Reproduce the rows verbatim from the first line up to and including the line with "[[392, 345]]", and leave the pictures out of your copy.

========

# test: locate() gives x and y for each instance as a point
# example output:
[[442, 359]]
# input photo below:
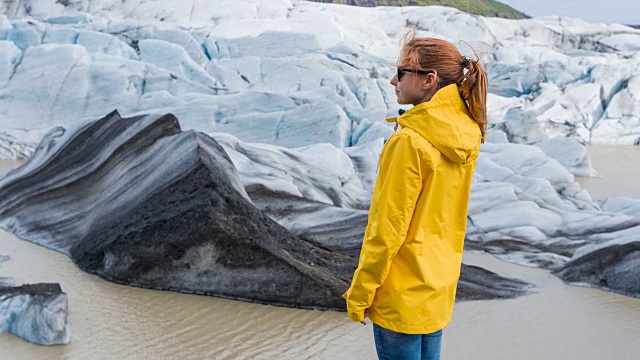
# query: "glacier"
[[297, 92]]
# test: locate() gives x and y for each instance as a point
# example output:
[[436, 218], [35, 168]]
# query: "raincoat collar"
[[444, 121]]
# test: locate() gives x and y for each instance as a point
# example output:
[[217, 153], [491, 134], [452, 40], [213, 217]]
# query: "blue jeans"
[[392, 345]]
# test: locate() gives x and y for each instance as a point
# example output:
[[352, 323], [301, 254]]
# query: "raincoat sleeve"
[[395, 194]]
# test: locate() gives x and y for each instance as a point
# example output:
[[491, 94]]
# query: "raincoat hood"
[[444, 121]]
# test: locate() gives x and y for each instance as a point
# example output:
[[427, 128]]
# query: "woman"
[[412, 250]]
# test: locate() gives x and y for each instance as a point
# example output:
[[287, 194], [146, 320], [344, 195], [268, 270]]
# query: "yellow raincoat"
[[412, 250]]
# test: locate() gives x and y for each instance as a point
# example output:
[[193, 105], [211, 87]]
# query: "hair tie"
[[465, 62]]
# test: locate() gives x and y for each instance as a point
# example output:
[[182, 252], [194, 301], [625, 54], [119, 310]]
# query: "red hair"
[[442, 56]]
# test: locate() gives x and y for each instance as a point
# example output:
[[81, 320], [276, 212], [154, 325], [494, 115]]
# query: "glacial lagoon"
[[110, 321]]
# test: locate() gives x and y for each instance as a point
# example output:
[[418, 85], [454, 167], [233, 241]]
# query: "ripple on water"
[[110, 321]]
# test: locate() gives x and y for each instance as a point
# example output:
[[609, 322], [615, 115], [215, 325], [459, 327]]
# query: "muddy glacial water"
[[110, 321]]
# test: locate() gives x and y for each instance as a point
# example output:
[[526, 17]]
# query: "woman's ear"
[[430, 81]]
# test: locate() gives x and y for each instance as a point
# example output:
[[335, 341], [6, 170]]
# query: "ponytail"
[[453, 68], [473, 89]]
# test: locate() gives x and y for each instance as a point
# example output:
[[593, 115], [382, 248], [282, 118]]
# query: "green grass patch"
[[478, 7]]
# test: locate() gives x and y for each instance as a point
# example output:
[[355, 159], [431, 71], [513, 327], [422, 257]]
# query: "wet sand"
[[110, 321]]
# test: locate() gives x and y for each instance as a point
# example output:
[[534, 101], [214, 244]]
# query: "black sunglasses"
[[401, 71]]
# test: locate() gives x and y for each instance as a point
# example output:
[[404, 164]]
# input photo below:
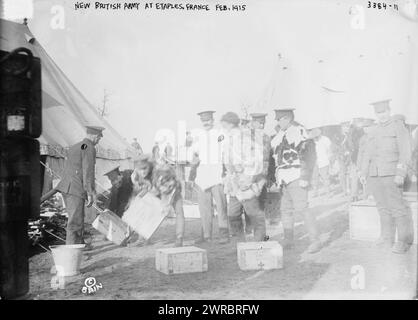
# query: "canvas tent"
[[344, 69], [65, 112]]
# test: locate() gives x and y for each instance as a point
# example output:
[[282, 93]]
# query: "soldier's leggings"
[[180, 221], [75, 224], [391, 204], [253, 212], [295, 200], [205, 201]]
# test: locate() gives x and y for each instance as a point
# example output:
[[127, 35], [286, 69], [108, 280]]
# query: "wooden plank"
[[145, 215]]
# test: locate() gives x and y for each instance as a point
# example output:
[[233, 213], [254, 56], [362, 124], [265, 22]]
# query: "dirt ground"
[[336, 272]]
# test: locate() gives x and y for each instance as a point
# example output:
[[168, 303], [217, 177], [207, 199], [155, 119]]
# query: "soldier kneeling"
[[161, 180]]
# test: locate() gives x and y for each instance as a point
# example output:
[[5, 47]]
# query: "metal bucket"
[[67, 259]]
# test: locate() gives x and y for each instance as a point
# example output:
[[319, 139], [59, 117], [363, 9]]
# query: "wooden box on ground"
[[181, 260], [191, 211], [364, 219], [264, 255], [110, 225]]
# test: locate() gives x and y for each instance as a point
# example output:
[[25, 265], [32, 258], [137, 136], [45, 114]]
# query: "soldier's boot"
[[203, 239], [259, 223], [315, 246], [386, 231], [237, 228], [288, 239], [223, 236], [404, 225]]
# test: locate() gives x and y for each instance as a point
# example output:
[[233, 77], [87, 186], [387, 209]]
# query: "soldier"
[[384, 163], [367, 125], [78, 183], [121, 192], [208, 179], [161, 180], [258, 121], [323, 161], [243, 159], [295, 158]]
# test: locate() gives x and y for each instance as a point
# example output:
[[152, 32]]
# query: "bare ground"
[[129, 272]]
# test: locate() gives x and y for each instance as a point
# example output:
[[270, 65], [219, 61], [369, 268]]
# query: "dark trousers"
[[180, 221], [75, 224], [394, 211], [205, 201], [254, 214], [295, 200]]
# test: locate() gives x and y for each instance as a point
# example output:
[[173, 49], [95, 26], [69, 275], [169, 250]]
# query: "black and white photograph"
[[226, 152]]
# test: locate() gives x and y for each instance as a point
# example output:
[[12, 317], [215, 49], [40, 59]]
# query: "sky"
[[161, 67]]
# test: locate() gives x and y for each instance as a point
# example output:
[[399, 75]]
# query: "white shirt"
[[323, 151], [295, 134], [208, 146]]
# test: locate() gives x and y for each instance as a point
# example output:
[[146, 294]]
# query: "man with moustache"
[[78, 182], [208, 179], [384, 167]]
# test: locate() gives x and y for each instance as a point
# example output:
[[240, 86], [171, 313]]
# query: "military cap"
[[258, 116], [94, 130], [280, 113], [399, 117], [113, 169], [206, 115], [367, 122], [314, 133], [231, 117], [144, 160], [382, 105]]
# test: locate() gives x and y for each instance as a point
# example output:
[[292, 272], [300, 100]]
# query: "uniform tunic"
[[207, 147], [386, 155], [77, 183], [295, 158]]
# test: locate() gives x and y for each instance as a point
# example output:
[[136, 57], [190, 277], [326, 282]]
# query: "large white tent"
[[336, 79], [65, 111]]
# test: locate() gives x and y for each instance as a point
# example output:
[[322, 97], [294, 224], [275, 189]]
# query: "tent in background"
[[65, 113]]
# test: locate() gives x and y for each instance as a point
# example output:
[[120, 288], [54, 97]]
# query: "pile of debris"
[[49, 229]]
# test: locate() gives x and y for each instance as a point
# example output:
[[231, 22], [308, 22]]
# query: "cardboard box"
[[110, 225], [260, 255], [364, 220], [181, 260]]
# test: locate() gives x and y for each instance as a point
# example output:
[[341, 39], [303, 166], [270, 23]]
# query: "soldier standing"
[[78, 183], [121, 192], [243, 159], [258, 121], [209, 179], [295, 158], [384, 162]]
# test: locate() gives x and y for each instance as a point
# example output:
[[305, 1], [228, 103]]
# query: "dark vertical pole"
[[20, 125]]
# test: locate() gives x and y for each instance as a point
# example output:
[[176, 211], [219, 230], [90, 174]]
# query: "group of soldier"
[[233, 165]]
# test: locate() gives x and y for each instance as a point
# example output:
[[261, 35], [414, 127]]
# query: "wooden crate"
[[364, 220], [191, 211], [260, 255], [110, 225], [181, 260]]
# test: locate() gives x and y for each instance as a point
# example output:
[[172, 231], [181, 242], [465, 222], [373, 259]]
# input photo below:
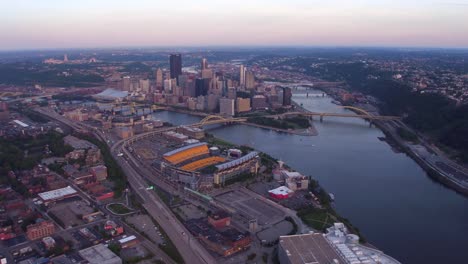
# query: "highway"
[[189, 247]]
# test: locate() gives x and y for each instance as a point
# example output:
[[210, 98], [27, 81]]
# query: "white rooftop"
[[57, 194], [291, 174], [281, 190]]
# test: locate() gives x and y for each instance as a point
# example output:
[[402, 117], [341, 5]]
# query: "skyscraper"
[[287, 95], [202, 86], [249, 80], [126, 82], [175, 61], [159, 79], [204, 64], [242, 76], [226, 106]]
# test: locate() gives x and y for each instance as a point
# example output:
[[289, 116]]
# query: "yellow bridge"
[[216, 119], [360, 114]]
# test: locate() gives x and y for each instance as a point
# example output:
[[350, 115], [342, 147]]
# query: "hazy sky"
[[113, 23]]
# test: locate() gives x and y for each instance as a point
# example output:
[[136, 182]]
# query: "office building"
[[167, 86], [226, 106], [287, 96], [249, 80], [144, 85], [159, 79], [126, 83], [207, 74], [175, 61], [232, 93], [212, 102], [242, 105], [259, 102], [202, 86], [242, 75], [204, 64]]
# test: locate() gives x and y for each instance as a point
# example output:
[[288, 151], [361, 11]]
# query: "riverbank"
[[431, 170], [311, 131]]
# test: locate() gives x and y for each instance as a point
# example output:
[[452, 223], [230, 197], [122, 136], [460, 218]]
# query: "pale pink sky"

========

» EXERCISE RESULT:
# test: locate() gives x and y for each instance as a point
# example output:
[[442, 359]]
# input photo below:
# query: "glacier"
[[297, 92]]
# test: locate() gives x and y for each instance as a point
# example output:
[[436, 218], [35, 168]]
# query: "raincoat collar"
[[444, 121]]
# test: locate() gives x and y for each instance as a point
# example output:
[[217, 153], [491, 134], [452, 40], [213, 217]]
# query: "blue jeans"
[[392, 345]]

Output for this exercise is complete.